## Goal
Without including any pictures, write out the listing below exactly.

## Excerpted data

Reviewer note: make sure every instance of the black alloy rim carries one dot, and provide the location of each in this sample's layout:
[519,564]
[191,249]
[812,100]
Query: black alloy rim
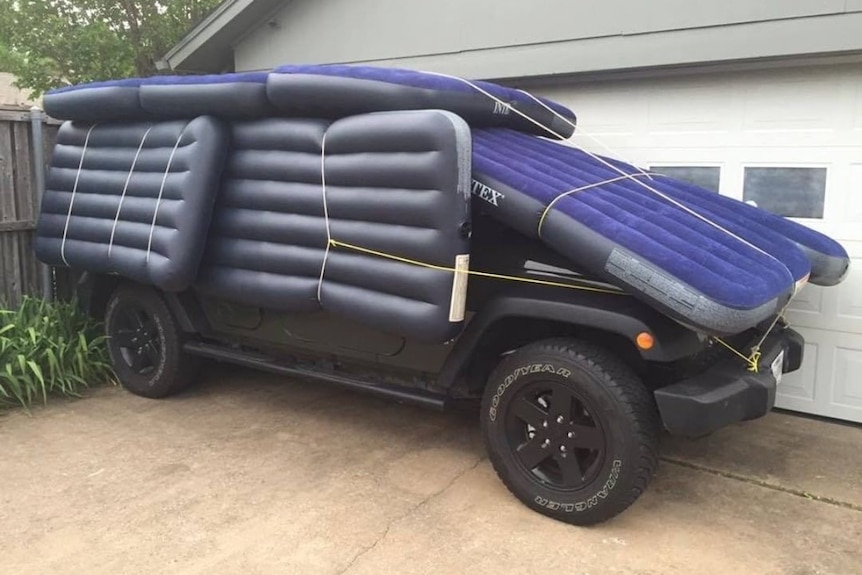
[554,436]
[137,339]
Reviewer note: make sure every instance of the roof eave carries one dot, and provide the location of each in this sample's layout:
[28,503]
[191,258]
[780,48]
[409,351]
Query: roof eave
[207,47]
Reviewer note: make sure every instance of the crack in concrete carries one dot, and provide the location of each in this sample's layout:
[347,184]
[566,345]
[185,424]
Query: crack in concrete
[406,514]
[765,484]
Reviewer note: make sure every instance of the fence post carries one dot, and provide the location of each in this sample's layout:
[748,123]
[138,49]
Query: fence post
[38,159]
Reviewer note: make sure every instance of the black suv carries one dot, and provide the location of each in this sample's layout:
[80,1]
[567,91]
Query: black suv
[574,385]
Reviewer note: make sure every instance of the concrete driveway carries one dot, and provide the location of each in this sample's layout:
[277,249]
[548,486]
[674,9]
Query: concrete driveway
[251,474]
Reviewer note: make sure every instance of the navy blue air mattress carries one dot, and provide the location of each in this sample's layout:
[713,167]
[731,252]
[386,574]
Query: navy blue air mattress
[339,91]
[133,199]
[713,263]
[397,183]
[330,92]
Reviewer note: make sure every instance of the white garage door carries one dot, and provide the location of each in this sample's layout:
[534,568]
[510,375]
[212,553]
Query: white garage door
[789,139]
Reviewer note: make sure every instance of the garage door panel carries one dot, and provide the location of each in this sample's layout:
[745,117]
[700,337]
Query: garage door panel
[827,383]
[797,389]
[762,112]
[853,203]
[807,117]
[807,305]
[846,385]
[701,109]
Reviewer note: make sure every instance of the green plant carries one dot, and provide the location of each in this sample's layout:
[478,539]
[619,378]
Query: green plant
[49,348]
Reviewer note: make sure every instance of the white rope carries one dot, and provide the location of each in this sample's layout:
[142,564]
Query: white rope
[161,191]
[574,191]
[579,130]
[74,193]
[125,189]
[325,216]
[633,177]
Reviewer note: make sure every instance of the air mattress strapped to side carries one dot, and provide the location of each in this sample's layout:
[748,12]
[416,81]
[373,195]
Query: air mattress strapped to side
[713,276]
[132,199]
[396,183]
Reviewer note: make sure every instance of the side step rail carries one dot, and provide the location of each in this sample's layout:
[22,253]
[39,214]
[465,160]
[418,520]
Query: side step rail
[401,394]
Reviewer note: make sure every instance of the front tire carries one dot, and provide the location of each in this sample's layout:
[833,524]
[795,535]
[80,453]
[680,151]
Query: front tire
[570,430]
[145,344]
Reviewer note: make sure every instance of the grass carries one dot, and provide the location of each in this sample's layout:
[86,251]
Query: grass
[49,349]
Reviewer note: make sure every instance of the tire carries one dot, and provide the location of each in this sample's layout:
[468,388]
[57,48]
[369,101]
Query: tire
[571,430]
[145,345]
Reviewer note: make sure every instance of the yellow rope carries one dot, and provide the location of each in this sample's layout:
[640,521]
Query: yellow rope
[340,244]
[751,360]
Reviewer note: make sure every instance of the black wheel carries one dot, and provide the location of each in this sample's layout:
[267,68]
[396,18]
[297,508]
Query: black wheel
[571,430]
[145,344]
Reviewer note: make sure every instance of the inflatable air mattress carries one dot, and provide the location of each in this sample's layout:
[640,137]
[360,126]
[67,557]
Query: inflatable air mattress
[705,260]
[396,183]
[339,91]
[132,199]
[330,92]
[230,96]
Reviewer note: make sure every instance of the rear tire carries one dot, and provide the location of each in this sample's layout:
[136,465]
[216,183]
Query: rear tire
[570,430]
[145,344]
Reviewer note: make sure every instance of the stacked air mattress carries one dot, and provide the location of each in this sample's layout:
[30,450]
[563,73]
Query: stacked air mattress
[345,188]
[133,199]
[395,183]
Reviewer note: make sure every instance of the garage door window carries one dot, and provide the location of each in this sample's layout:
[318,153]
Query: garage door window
[790,192]
[707,177]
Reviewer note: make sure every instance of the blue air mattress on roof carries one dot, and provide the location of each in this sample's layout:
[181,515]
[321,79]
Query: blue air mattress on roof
[711,262]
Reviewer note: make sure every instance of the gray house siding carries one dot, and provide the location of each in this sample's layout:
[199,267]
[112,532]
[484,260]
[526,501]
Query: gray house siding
[513,38]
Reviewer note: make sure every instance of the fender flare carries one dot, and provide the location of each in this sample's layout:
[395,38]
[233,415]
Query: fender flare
[623,316]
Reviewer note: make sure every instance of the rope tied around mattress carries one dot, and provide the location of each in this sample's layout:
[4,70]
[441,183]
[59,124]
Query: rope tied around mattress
[339,244]
[333,243]
[570,144]
[547,209]
[753,359]
[325,217]
[125,189]
[74,193]
[161,191]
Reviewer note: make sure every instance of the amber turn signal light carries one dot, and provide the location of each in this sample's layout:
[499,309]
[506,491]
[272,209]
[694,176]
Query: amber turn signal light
[645,340]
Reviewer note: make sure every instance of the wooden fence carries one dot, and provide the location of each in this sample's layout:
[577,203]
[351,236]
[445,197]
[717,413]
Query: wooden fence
[19,206]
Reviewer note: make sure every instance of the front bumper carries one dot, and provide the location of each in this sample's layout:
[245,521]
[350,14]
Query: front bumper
[727,392]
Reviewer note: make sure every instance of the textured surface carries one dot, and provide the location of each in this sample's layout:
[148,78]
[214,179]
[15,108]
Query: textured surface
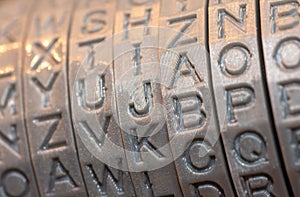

## Output
Reviewer note: make sure every instance of the black alloy rim carries one dot, and provide the location of each in this sample's layout:
[519,564]
[191,249]
[812,100]
Query: black alloy rim
[554,436]
[137,339]
Reviewer note: make sure every instance of the roof eave carries one dot, and provide the location of each in this sample's layout:
[28,503]
[191,258]
[780,48]
[409,351]
Query: roof eave
[207,47]
Reviewer note: make sure every instance of the crack in concrete carries one dot, and provide the location of each in this sample's layout:
[347,184]
[566,345]
[185,424]
Query: crack in concrete
[406,514]
[765,484]
Reviewer note: make sure every instance of the fence post carries one dot, and provide the location of each in this sample's layout:
[748,123]
[138,49]
Query: fence post
[38,159]
Reviewer note: make sure every instance of the black suv carries one dot, and provide the location of each in this sample's layout:
[80,1]
[567,91]
Query: black suv
[574,385]
Reviewer note: make sure every instance of the concrete driveway carries one dot, and provide the location of each in this sample's layout:
[277,249]
[548,486]
[674,9]
Query: concrete driveway
[251,474]
Reviewer note: make sure every instance of the navy blue air mattress carries one dot, and provide the location of each in this sample's layout:
[713,167]
[731,252]
[386,574]
Query: navy blue air mattress
[339,91]
[133,199]
[713,263]
[397,183]
[330,92]
Reviewer note: make sure every instance of the white garage door carries one dot, and provide the location of each in this sample's layout:
[534,568]
[510,375]
[212,553]
Query: white garage door
[789,139]
Reviewer note: make sure every instance of the garage door panel carries one dot, and provide the location of each in this sample's layout:
[745,117]
[700,337]
Query: garage door panel
[827,383]
[797,389]
[762,112]
[853,203]
[807,117]
[807,305]
[846,385]
[701,109]
Reviewer note: make sure every instance of the green plant carries one dot, and provide the location of each in this sample's layout:
[478,539]
[619,378]
Query: green plant
[49,348]
Reviewer note: make sure every instance of the white rope carries one dot, and provide the location of each in this sample's layout:
[142,564]
Query: white rope
[161,191]
[574,191]
[579,130]
[74,193]
[125,189]
[325,216]
[633,177]
Reviewer note: make sure every instance of the air mattress strapped to side carries one dot, and provide the location of each in this sample's layout:
[748,12]
[416,81]
[373,195]
Query: air mattress strapped to side
[713,276]
[132,199]
[396,183]
Reviewer note: make sure every instance of the side step rail carries one dot, and provide the location of each in this sample's layout:
[22,253]
[39,214]
[465,160]
[418,520]
Query: side step rail
[401,394]
Reviewer note: make sure every instance of the front tire carries one dot, and provide the location of each in this sample's layout:
[833,524]
[795,535]
[80,453]
[680,151]
Query: front tire
[570,430]
[145,344]
Reviewer note: make sure every instance of the grass carries one dot, and provide the location of each in this sample's layout:
[86,251]
Query: grass
[49,349]
Reviewer note: make sure every instance of the tire carries one dot, and provide the location of each in this sample's layout:
[468,388]
[57,48]
[369,101]
Query: tire
[571,430]
[145,345]
Reviewer note: make sure every instance of the yellow rope carries one dot, and provide the location of each in this sample's layout:
[640,521]
Query: yellow rope
[340,244]
[751,360]
Reviewer note: make sure every instance of the black wheel carries one dot, and provide the location of each in this sample's layout:
[267,68]
[396,18]
[297,508]
Query: black wheel
[571,430]
[145,344]
Reviewer note: make sure every instance of the inflatable air mattress carries one dot, and provide the location of each in this sample's layout:
[640,137]
[360,126]
[67,557]
Query: inflatable air mattress
[705,260]
[396,183]
[339,91]
[132,199]
[330,92]
[230,96]
Reviewer note: make sure every instance of the rear tire carries one dot, and provide the location of each in this sample's layout:
[136,465]
[216,183]
Query: rear tire
[570,430]
[145,344]
Reviewer note: make sure every instance of the stacked air mattress carries one dot, and provide the location of each in this sample's layout:
[30,450]
[563,73]
Query: stacked air mattress
[345,188]
[133,199]
[395,183]
Reviewer note: make sure every instance of the garage door window carries one dot, and provide the location of each in this sample's layout:
[318,153]
Query: garage door window
[790,192]
[707,177]
Reviewer note: make sure every instance of the blue air mattress on roof carries one dot, and provide the location of each in this sample's layout:
[181,515]
[321,79]
Query: blue air mattress on roof
[711,262]
Reviewer note: make sure every instance of the gray house siding carries one dot, and provide the location of each in this sample's layout:
[199,267]
[112,532]
[484,260]
[526,501]
Query: gray house siding
[513,38]
Reviewer note: make sure every instance of the fender flare carries one dot, and provide the location of each in this sample's layout:
[395,38]
[233,415]
Query: fender flare
[623,316]
Reviewer note: make sure every instance of the rope tied around mattress carries one dot, and provide the location of each in this sample's layout:
[4,70]
[441,183]
[59,124]
Query: rope tied around mattress
[339,244]
[333,243]
[570,144]
[547,209]
[753,359]
[325,217]
[125,189]
[74,193]
[161,191]
Reviewer note: make sure every instance of the amber turn signal light carries one dot, and provide the location of each in this sample's layout:
[499,309]
[506,491]
[272,209]
[694,176]
Query: amber turn signal light
[645,340]
Reviewer note: make sure every instance of the wooden fence carries one dot, and provide the location of each in this sample's layout:
[577,203]
[351,236]
[445,197]
[717,413]
Query: wooden fence
[19,206]
Reviewer note: make sure every instance of the front bumper carries one dot, and provide the location of each in this sample's layout:
[245,521]
[350,14]
Query: front bumper
[727,392]
Reviewer note: make sure every instance of the textured surface carries one dot, and provide the location of each in this sample's layout:
[148,78]
[214,179]
[15,108]
Query: textured surface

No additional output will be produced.